Position identification records:
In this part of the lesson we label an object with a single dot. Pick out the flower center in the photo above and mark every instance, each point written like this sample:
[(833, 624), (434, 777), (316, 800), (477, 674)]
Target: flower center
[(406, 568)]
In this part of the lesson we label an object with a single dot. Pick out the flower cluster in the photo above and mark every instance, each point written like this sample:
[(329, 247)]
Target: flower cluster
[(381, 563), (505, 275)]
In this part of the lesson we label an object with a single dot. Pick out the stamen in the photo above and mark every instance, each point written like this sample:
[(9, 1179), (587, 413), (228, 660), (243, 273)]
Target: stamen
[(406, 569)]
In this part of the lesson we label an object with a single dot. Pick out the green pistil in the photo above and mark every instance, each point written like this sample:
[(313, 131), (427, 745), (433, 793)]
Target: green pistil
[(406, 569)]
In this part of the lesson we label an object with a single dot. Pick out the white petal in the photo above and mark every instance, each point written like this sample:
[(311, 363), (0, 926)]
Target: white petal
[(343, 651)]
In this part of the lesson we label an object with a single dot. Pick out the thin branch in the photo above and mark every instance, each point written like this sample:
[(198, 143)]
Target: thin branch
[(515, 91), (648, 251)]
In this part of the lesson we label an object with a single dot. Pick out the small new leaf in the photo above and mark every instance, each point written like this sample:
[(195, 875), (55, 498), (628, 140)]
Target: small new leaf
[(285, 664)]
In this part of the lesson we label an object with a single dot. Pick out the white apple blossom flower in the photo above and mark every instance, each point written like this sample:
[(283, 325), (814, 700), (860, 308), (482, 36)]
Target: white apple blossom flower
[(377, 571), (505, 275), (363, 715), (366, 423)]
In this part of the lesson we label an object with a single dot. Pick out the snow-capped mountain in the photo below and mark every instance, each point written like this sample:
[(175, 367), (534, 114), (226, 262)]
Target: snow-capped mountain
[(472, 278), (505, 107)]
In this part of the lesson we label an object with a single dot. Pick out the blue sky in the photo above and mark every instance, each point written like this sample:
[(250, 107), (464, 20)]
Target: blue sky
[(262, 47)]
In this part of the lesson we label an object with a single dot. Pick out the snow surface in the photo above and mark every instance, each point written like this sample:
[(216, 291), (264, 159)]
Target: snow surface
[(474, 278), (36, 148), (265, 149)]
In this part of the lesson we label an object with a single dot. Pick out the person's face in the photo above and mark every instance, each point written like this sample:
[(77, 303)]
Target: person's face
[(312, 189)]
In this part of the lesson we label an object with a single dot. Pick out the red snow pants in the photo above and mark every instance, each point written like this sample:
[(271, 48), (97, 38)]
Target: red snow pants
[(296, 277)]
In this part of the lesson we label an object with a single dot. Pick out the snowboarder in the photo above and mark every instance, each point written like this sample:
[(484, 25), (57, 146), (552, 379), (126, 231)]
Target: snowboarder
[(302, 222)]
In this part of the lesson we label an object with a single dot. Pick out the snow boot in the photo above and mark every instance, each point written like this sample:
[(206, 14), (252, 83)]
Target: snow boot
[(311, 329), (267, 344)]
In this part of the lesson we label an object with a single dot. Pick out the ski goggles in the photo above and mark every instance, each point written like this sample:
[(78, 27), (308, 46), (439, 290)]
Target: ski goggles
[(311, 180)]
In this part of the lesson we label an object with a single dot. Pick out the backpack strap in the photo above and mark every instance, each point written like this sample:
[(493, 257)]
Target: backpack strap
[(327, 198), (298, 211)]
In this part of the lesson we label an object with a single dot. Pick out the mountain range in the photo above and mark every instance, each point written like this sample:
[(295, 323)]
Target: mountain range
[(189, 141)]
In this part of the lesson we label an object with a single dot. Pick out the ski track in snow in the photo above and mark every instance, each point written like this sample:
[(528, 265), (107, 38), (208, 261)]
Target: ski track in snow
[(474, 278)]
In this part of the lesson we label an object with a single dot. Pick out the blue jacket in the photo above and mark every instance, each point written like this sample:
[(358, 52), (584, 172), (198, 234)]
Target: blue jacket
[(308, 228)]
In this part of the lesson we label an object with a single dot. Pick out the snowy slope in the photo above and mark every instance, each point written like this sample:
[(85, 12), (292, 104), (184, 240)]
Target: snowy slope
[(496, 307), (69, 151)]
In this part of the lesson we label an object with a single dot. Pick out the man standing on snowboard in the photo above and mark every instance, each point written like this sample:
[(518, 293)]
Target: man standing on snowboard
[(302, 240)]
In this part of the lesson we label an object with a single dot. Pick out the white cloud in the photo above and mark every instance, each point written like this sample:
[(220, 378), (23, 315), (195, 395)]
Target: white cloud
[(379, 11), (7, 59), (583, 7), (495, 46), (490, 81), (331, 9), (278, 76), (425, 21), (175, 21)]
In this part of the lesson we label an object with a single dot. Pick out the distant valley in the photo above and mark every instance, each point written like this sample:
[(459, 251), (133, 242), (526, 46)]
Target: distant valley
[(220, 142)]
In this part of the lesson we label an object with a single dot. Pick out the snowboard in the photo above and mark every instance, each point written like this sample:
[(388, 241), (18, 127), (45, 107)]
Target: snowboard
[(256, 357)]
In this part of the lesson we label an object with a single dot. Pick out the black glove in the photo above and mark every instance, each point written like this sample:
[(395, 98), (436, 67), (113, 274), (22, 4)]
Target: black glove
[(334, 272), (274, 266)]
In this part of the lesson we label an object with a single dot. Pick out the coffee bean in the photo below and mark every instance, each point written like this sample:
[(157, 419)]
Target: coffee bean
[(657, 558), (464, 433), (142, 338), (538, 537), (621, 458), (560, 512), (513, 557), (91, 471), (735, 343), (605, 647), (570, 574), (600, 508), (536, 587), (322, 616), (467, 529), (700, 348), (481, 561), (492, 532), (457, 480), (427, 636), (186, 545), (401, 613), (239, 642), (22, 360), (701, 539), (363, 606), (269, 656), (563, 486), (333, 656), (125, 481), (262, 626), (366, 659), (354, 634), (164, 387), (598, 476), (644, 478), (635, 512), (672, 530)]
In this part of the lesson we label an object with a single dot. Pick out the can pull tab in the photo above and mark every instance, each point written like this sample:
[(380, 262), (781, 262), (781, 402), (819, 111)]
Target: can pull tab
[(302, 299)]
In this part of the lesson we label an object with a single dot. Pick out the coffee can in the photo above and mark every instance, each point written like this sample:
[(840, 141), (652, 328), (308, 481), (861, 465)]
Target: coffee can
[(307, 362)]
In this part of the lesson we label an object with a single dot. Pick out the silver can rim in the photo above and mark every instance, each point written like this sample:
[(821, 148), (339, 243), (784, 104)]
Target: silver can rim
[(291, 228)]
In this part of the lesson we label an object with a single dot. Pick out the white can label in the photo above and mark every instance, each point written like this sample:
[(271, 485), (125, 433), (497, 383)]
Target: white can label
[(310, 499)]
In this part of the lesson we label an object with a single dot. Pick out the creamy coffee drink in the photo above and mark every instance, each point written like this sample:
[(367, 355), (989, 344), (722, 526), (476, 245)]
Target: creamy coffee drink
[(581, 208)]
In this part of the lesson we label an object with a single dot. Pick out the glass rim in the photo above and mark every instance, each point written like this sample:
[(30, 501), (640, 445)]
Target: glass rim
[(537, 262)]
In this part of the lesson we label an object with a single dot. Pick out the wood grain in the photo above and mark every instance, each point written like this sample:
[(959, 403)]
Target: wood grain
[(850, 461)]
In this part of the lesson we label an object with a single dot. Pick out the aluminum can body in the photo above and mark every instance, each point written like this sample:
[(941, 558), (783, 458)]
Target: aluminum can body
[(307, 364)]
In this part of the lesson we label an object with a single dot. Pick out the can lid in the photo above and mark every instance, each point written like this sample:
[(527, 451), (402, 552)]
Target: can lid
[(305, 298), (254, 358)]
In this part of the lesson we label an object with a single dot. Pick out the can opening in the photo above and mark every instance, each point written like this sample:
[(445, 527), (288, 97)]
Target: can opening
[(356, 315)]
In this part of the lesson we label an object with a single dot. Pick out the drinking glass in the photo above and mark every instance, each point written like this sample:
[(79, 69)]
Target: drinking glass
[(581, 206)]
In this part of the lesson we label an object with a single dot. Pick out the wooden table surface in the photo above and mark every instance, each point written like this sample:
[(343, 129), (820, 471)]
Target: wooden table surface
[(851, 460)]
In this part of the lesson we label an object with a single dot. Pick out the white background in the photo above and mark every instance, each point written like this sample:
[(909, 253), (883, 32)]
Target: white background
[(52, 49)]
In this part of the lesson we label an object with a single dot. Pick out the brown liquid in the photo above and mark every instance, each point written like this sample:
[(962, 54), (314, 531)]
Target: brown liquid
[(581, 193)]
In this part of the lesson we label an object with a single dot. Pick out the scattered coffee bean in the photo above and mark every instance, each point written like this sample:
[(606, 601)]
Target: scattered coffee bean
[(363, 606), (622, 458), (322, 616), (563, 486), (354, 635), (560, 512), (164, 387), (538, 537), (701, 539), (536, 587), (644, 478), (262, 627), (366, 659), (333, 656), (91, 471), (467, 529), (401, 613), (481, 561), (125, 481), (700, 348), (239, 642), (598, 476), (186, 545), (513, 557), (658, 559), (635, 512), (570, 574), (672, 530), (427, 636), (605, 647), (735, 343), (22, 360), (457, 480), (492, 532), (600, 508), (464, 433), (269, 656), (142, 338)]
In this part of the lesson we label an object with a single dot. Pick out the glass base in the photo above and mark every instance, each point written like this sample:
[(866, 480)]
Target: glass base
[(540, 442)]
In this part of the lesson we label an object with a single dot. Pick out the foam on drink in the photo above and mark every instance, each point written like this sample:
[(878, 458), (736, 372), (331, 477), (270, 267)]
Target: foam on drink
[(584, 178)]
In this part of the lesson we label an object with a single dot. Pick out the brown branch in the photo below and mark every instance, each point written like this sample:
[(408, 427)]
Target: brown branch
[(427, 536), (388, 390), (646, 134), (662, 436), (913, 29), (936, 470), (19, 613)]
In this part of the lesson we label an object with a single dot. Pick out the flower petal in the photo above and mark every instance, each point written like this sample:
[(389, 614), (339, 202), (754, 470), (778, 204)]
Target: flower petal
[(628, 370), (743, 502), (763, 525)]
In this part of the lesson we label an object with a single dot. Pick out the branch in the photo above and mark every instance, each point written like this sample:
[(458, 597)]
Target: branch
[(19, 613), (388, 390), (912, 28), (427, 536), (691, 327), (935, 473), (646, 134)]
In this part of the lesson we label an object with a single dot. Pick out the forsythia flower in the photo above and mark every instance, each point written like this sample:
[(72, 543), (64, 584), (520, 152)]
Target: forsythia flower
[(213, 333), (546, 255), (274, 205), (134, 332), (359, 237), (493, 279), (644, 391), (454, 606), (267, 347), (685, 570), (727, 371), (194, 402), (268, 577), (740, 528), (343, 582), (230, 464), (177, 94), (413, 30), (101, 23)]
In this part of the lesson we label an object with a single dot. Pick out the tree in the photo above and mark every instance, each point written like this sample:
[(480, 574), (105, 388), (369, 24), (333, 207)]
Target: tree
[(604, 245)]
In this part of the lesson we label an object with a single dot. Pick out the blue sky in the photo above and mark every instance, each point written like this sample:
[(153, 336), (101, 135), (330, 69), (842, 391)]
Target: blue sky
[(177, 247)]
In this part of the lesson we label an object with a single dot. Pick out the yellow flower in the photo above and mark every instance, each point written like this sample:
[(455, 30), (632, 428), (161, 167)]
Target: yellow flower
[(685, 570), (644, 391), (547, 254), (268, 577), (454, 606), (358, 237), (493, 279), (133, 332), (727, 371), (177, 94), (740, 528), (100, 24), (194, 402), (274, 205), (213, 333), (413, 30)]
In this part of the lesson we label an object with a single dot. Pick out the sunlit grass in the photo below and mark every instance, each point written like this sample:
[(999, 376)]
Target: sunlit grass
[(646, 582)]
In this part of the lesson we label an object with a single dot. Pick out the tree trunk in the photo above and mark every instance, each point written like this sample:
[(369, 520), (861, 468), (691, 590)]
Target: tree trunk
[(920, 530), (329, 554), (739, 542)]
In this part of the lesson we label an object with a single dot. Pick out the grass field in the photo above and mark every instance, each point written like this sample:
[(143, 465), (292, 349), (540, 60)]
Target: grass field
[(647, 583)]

> **Exercise prompt**:
Please write out the records again, from the line containing "the can opening" through the line containing "[(540, 442)]", inclusive, adding 20 to every coordinate in the answer points and leaving all other lines and numbers as they are.

> **Exercise output**:
In this part of the lesson we label an object with a single dot. Pick out the can opening in the photo above and mark every instance, each point written like this sample:
[(445, 527), (288, 97)]
Target: can opening
[(376, 335)]
In this part of the lesson we label an object with a single dot. Pick out the drinking glass in the photo above and mark every instance, each point written like this sample:
[(79, 69)]
Target: drinking glass
[(601, 226)]
In this part of the lesson we label an object with a single dot. Pick out the wooden table surface in the photo above and mark every instance, each point written like this sample:
[(343, 129), (820, 471)]
Target: wooden table surface
[(871, 480)]
In this part of the lesson we label an object with a single dot. Pick out the white background in the photo above and mark every instance, each point written like this sample:
[(909, 253), (883, 32)]
Target: white background
[(72, 69)]
In this part of the lesson we label an object with a single dot. Pick out the brown liquid in the photo above and mark every instance, each point written like this sample:
[(962, 54), (314, 531)]
Target: brown liquid
[(601, 213)]
In this part of the lesson we label an object with a single dot. Pick out the scattered coffee bean in the photo above and mark every instance, each point written like this sample:
[(606, 601)]
Target: scattered coffee bean
[(383, 626), (642, 478), (342, 636), (583, 506), (374, 655), (580, 532), (184, 407), (558, 557), (721, 559), (556, 607), (664, 498), (282, 647), (386, 679), (353, 676), (111, 491), (487, 549), (421, 633), (501, 581), (145, 501), (720, 368), (259, 662), (618, 496), (206, 565), (533, 577), (678, 579), (655, 532), (590, 594), (692, 550), (447, 656), (625, 667), (755, 363), (42, 380), (477, 500), (512, 552), (620, 528), (484, 453), (289, 676), (162, 358)]
In this part of the lesson we label an object with a single dot. Pick out the glass base in the photo above and mark every instance, each point written like this sample:
[(866, 480)]
Target: glass base
[(560, 462)]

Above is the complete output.